YOUR ASSIGNMENT:
From top to bottom, each entry below must be reproduced exactly.
___ TASK INPUT ___
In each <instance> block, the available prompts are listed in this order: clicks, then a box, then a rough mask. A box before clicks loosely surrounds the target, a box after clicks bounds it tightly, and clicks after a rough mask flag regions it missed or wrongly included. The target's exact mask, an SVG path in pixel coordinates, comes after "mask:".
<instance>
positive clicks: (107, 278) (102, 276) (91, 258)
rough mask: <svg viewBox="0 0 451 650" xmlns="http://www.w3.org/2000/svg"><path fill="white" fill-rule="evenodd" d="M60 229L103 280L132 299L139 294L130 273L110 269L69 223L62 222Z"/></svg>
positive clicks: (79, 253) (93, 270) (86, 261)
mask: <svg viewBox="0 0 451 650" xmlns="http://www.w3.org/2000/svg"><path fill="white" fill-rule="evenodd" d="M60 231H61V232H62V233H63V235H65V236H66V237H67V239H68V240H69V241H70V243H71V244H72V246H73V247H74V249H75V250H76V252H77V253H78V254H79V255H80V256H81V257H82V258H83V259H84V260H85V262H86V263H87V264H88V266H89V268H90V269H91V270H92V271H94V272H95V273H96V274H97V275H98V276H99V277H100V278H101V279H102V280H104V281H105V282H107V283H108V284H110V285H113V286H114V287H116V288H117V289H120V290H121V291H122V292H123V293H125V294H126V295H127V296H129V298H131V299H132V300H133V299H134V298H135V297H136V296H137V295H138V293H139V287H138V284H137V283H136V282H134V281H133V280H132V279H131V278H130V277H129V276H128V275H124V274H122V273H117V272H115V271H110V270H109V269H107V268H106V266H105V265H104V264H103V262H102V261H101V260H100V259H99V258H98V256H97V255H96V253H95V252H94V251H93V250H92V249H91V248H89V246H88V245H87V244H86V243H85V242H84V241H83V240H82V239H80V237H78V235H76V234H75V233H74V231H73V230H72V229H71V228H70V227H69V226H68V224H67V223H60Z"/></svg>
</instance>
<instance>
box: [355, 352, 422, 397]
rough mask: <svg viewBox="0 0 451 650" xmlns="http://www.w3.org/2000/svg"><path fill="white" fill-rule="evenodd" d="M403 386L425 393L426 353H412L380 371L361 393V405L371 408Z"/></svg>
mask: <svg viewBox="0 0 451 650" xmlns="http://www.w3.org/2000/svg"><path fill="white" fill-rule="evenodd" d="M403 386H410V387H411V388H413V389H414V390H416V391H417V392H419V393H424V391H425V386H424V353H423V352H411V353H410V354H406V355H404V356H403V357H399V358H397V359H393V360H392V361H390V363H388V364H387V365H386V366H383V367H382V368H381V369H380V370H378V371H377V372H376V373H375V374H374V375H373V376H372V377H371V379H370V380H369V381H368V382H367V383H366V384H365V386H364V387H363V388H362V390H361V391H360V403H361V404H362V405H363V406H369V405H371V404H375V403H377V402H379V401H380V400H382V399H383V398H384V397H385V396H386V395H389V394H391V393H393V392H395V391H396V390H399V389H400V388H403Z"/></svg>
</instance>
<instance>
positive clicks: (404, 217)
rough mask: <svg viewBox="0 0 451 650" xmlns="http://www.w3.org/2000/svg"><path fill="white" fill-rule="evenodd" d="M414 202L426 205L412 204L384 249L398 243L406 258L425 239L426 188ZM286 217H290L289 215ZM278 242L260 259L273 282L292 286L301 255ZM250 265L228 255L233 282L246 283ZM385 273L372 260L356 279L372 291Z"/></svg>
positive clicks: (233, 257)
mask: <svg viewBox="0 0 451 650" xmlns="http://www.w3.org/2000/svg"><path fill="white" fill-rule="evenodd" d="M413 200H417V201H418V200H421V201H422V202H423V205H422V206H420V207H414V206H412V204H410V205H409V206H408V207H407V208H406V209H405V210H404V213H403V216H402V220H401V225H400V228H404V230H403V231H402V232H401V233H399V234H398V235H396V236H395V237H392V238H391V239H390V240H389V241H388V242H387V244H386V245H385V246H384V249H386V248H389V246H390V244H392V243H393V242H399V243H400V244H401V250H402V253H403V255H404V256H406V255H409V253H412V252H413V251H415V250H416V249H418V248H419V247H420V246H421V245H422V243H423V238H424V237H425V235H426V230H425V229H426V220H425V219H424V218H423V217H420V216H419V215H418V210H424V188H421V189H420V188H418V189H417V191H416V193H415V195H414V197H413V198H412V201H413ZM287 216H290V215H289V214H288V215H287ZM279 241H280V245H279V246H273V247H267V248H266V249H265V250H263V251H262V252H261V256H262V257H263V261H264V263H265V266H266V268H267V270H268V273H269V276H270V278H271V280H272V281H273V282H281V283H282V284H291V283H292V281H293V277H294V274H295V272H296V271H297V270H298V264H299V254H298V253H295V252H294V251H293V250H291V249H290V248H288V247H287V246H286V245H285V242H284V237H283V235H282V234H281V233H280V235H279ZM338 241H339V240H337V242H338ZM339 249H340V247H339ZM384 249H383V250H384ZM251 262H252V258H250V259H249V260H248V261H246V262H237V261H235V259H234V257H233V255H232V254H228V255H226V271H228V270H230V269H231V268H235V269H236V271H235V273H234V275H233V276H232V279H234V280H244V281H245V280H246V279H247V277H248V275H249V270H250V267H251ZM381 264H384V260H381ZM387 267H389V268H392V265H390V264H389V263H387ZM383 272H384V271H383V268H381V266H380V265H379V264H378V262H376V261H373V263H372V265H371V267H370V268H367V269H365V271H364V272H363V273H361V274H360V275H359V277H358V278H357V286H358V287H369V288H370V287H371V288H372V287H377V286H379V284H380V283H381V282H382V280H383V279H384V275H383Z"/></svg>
___
SOLUTION FOR THIS PROBLEM:
In each <instance> block, the available prompts are listed in this order: clicks, then a box, then a rough mask. A box before clicks loosely surrounds the target, a box after clicks bounds it tightly, and clicks after a rough mask flag regions it missed or wrongly included. The target's exact mask, an SVG path in pixel coordinates, comes after "mask:".
<instance>
positive clicks: (107, 278) (102, 276) (91, 258)
rough mask: <svg viewBox="0 0 451 650" xmlns="http://www.w3.org/2000/svg"><path fill="white" fill-rule="evenodd" d="M60 229L103 280L132 299L139 294L130 273L110 269L69 223L62 222Z"/></svg>
positive clicks: (79, 253) (93, 270) (86, 261)
mask: <svg viewBox="0 0 451 650" xmlns="http://www.w3.org/2000/svg"><path fill="white" fill-rule="evenodd" d="M60 231H61V232H62V233H63V235H65V236H66V237H67V239H68V240H69V241H70V243H71V244H72V246H73V247H74V249H75V250H76V252H77V253H78V254H79V255H80V256H81V257H82V258H83V259H84V260H85V262H86V263H87V264H88V266H89V268H90V269H91V270H92V271H94V272H95V273H96V274H97V275H98V276H99V277H100V278H101V279H102V280H104V281H105V282H107V283H108V284H110V285H113V286H114V287H116V288H117V289H120V290H121V291H122V292H123V293H125V294H126V295H127V296H129V298H131V299H132V300H133V299H134V298H135V297H136V296H137V295H138V293H139V287H138V284H137V283H136V282H134V281H133V280H132V279H131V278H130V277H129V276H128V275H124V274H122V273H117V272H115V271H110V270H109V269H107V268H106V266H105V265H104V264H103V262H102V261H101V260H100V259H99V258H98V256H97V255H96V253H95V252H94V251H93V250H92V249H91V248H89V246H88V245H87V244H86V243H85V242H84V241H83V240H82V239H80V237H78V235H76V234H75V233H74V231H73V230H72V229H71V228H70V227H69V226H68V224H67V223H60Z"/></svg>
</instance>
<instance>
box: [355, 352, 422, 397]
rough mask: <svg viewBox="0 0 451 650" xmlns="http://www.w3.org/2000/svg"><path fill="white" fill-rule="evenodd" d="M403 386L425 393L426 353H412L380 371L361 393V405L371 408Z"/></svg>
mask: <svg viewBox="0 0 451 650" xmlns="http://www.w3.org/2000/svg"><path fill="white" fill-rule="evenodd" d="M403 386H410V387H411V388H413V389H414V390H416V391H417V392H419V393H424V391H425V386H424V353H423V352H411V353H410V354H406V355H404V356H403V357H399V358H397V359H393V360H392V361H390V363H388V364H387V365H386V366H383V367H382V368H381V369H380V370H378V371H377V372H376V373H375V374H374V375H373V376H372V377H371V379H370V380H369V381H368V382H367V383H366V384H365V386H364V387H363V388H362V390H361V391H360V403H361V404H362V405H363V406H369V405H371V404H375V403H377V402H379V401H380V400H382V399H383V398H384V397H385V396H386V395H389V394H391V393H393V392H395V391H396V390H399V389H400V388H403Z"/></svg>
</instance>
<instance>
positive clicks: (404, 217)
rough mask: <svg viewBox="0 0 451 650" xmlns="http://www.w3.org/2000/svg"><path fill="white" fill-rule="evenodd" d="M414 202L426 205L412 204L384 249L398 243L406 258L425 239L426 188ZM286 217H290L289 215ZM278 242L260 259L273 282L292 286L301 255ZM250 265L228 255L233 282L246 283ZM385 273L372 260L356 279L372 291Z"/></svg>
positive clicks: (233, 257)
mask: <svg viewBox="0 0 451 650" xmlns="http://www.w3.org/2000/svg"><path fill="white" fill-rule="evenodd" d="M413 200H417V201H418V200H421V201H422V202H423V205H422V206H420V207H414V206H412V204H410V205H409V206H408V207H407V208H406V209H405V210H404V213H403V216H402V220H401V225H400V228H404V230H403V231H402V232H401V233H399V234H398V235H396V236H395V237H392V238H391V239H390V240H389V241H388V242H387V244H386V245H385V246H384V249H386V248H389V246H390V244H392V243H393V242H399V243H400V244H401V250H402V253H403V255H404V256H406V255H409V253H412V252H413V251H415V250H416V249H418V248H419V247H420V246H421V245H422V243H423V238H424V237H425V235H426V230H425V229H426V220H425V219H424V218H423V217H420V216H419V215H418V210H424V188H421V189H420V188H418V189H417V191H416V193H415V195H414V197H413V198H412V201H413ZM287 216H290V215H289V214H288V215H287ZM279 241H280V245H279V246H273V247H267V248H266V249H265V250H263V251H262V252H261V256H262V257H263V261H264V263H265V266H266V268H267V270H268V273H269V276H270V278H271V280H272V281H273V282H281V283H282V284H291V283H292V281H293V277H294V274H295V272H296V271H297V270H298V264H299V254H298V253H295V252H294V251H293V250H291V249H290V248H288V247H287V246H286V245H285V242H284V237H283V235H282V234H281V233H280V235H279ZM338 241H339V240H337V242H338ZM339 249H340V247H339ZM384 249H383V250H384ZM251 262H252V258H250V259H249V260H248V261H246V262H237V261H235V259H234V257H233V255H232V254H228V255H226V271H228V270H230V269H231V268H235V269H236V271H235V273H234V275H233V276H232V279H234V280H244V281H245V280H246V279H247V277H248V275H249V270H250V267H251ZM381 264H384V260H381ZM387 267H389V268H392V265H390V264H389V263H387ZM383 272H384V271H383V268H381V266H380V265H379V264H378V262H376V261H373V263H372V265H371V267H370V268H367V269H365V271H364V272H363V273H361V274H360V275H359V277H358V278H357V286H358V287H369V288H370V287H371V288H372V287H377V286H379V284H380V283H381V282H382V280H383V279H384V275H383Z"/></svg>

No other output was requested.